OBJECTIVE 1:
Answer these questions using the i915 perf patch thread:
(a) According to the reply at the top, what does the context need to be pinned to?
(b) What two GEM contexts does the Iris use case involve?
(c) Which register configurations are described as per context?

DOCUMENT PASSAGE:
+++++

We need to pin the context to a particular HW tag so that filtering can 
work properly.

-Lionel

On 14/04/2020 02:24, Umesh Nerlige Ramappa wrote:
> Hi Lionel,
>
> What's the implication of using separate contexts for 3d and compute 
> on perf OA? Is it only context-filtering? If so, have you considered 
> disabling context filtering with a parameter instead of actually 
> filtering for specific contexts? Is this privileged use case?
>
> Thanks,
> Umesh
>
> On Thu, Apr 09, 2020 at 12:17:03PM +0300, Lionel Landwerlin wrote:
>> We want to enable performance monitoring on multiple contexts to cover
>> the Iris use case of using 2 GEM contexts (3D & compute).
>>
>> So start by breaking the OA configuration BO which contains global &
>> per context register writes.
>>
>> NOA muxes & OA configurations are global, while FLEXEU register
>> configurations are per context.
>>
>> v2: Use an offset into the same VMA (Chris)
>>
>> Signed-off-by: Lionel Landwerlin <lionel.g.landwerlin@intel.com>
>> ---
>> drivers/gpu/drm/i915/i915_perf.c | 176 ++++++++++++++++++++-----------
>> 1 file changed, 116 insertions(+), 60 deletions(-)
>>
>> diff --git a/drivers/gpu/drm/i915/i915_perf.c 
>> b/drivers/gpu/drm/i915/i915_perf.c
>> index 5cde3e4e7be6..d2183fd701a3 100644
>> --- a/drivers/gpu/drm/i915/i915_perf.c
>> +++ b/drivers/gpu/drm/i915/i915_perf.c
>> @@ -372,6 +372,7 @@ struct i915_oa_config_bo {
>>
>>     struct i915_oa_config *oa_config;
>>     struct i915_vma *vma;
>> +    u32 per_context_offset;
>> };
>>
>> static struct ctl_table_header *sysctl_header;
>> @@ -1826,37 +1827,43 @@ static struct i915_oa_config_bo *
>> alloc_oa_config_buffer(struct i915_perf_stream *stream,
>>                struct i915_oa_config *oa_config)
>> {
>> -    struct drm_i915_gem_object *obj;
>>     struct i915_oa_config_bo *oa_bo;
>> +    struct drm_i915_gem_object *obj;
>>     size_t config_length = 0;
>> -    u32 *cs;
>> +    u32 *cs_start, *cs;
>>     int err;
>>
>>     oa_bo = kzalloc(sizeof(*oa_bo), GFP_KERNEL);
>>     if (!oa_bo)
>>         return ERR_PTR(-ENOMEM);
>>
>> +    /*
>> +     * Global configuration requires a jump into the NOA wait BO for 
>> it to
>> +     * apply.

+++++

WORKING DATA:
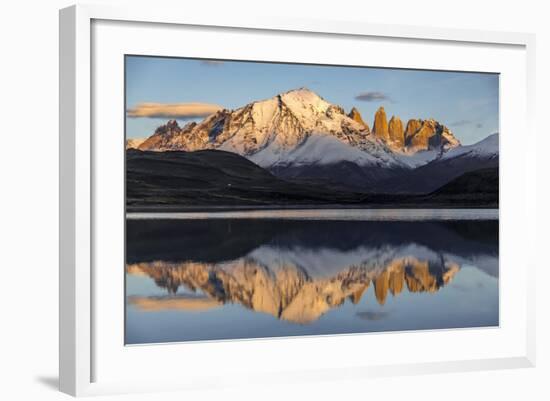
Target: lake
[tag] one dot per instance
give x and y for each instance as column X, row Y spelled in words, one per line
column 271, row 273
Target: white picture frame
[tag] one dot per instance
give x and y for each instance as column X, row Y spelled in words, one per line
column 78, row 210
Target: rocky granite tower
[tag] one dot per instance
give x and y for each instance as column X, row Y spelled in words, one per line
column 380, row 127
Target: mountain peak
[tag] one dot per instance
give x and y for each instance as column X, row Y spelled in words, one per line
column 380, row 127
column 355, row 115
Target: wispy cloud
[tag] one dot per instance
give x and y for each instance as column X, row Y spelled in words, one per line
column 172, row 110
column 373, row 97
column 461, row 123
column 212, row 63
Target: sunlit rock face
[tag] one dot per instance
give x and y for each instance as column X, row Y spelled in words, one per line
column 287, row 290
column 380, row 127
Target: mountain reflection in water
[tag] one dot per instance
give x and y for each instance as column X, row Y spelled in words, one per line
column 299, row 272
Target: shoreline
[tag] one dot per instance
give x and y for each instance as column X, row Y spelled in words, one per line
column 363, row 214
column 228, row 208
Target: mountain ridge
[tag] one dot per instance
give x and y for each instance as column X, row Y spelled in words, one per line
column 270, row 130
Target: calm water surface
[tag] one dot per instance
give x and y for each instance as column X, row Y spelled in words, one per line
column 286, row 273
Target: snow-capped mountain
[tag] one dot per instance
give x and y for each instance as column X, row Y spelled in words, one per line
column 299, row 127
column 300, row 137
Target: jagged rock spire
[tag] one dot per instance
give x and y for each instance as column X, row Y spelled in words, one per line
column 380, row 127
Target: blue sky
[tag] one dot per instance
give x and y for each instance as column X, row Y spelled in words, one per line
column 465, row 102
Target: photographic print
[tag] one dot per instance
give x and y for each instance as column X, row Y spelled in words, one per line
column 280, row 199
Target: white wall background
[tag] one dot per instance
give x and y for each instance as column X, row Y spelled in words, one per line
column 29, row 186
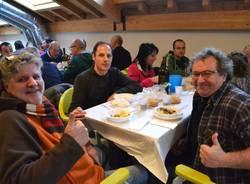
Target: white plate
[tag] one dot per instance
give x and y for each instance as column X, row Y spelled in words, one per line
column 119, row 111
column 127, row 96
column 167, row 118
column 175, row 116
column 119, row 102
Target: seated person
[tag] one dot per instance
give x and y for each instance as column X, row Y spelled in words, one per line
column 99, row 83
column 121, row 56
column 141, row 70
column 80, row 62
column 178, row 63
column 218, row 132
column 35, row 148
column 53, row 54
column 241, row 72
column 51, row 75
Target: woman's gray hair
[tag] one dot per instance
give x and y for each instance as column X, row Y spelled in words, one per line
column 224, row 64
column 12, row 64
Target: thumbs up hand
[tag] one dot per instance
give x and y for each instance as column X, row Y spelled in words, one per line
column 76, row 129
column 212, row 156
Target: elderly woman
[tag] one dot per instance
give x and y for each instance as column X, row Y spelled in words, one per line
column 34, row 146
column 141, row 70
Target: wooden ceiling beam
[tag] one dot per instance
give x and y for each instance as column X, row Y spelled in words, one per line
column 171, row 5
column 120, row 2
column 206, row 4
column 220, row 20
column 87, row 25
column 107, row 8
column 72, row 8
column 90, row 8
column 9, row 30
column 47, row 15
column 60, row 13
column 142, row 7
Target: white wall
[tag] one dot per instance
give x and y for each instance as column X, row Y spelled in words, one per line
column 195, row 40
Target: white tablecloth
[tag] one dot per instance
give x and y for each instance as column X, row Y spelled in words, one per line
column 143, row 136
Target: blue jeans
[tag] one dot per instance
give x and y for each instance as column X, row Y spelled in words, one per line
column 137, row 173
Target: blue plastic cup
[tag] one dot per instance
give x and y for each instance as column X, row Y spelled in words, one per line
column 174, row 80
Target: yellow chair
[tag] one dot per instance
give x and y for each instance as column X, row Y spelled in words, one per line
column 64, row 104
column 192, row 175
column 118, row 177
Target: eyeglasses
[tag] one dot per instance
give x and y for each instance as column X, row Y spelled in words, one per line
column 204, row 74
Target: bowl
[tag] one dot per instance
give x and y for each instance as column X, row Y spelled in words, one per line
column 168, row 112
column 119, row 115
column 126, row 96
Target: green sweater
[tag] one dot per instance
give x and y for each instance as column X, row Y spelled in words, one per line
column 78, row 64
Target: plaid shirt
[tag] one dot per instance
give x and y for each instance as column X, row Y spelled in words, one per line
column 228, row 113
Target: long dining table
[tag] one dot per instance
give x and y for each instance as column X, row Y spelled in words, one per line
column 143, row 136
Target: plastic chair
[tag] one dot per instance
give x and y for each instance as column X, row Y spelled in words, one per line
column 118, row 177
column 64, row 104
column 125, row 71
column 192, row 175
column 63, row 108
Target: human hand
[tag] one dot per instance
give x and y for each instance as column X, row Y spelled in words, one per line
column 78, row 113
column 93, row 154
column 155, row 79
column 212, row 156
column 112, row 97
column 77, row 130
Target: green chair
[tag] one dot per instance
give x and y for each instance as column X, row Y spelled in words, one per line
column 118, row 177
column 64, row 104
column 192, row 175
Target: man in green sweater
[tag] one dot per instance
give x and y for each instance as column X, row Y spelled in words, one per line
column 80, row 62
column 178, row 63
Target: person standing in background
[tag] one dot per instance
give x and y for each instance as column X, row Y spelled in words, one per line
column 178, row 63
column 141, row 70
column 241, row 72
column 247, row 52
column 5, row 49
column 18, row 46
column 81, row 60
column 121, row 57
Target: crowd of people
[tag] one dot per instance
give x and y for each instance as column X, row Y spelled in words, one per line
column 35, row 144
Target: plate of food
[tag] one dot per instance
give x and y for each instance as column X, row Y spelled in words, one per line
column 119, row 115
column 126, row 96
column 119, row 102
column 168, row 113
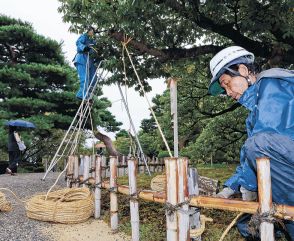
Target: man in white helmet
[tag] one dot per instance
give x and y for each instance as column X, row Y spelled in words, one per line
column 269, row 96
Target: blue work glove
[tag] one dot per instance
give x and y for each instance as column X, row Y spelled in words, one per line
column 86, row 49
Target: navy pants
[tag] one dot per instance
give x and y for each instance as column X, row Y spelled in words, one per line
column 280, row 150
column 14, row 159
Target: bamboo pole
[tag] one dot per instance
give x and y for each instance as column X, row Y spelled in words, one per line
column 86, row 169
column 76, row 171
column 123, row 165
column 134, row 205
column 113, row 194
column 265, row 197
column 183, row 196
column 171, row 198
column 69, row 171
column 98, row 180
column 282, row 211
column 93, row 165
column 194, row 191
column 81, row 165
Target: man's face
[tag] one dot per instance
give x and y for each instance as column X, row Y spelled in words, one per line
column 235, row 86
column 91, row 33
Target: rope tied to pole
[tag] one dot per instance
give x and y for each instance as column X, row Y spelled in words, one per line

+++++

OBJECTIVE 2:
Reproduce the rows word for word, starting at their beginning and continuing up to and including the line with "column 299, row 272". Leave out the pictures.

FULL OUTPUT 1:
(a) A particular HW tag, so that filtering can work properly.
(b) 3D and compute.
(c) The FLEXEU register configurations.

FULL OUTPUT 2:
Target: lake
[tag] one dot per instance
give x and y for each instance as column X, row Y spelled in words, one per line
column 271, row 273
Target: white picture frame
[tag] one dot per instance
give x and y for each instance as column X, row Y spelled in words, one per line
column 78, row 210
Target: rocky granite tower
[tag] one dot per instance
give x and y for each instance as column X, row Y spelled in words, one per line
column 380, row 127
Target: mountain peak
[tag] one dot per instance
give x and y for each instance as column X, row Y spelled in words, one per line
column 380, row 127
column 355, row 115
Target: wispy cloud
[tag] one dot per instance
give x and y for each instance as column X, row Y spelled in words, one per line
column 172, row 110
column 373, row 97
column 461, row 123
column 212, row 63
Target: sunlit rock face
[tag] one dot per instance
give x and y for each instance as column X, row Y spelled in words, one per line
column 287, row 290
column 380, row 127
Target: mountain reflection in water
[tag] one dot per instance
give x and y for each instance as column X, row Y spelled in words, one per line
column 299, row 272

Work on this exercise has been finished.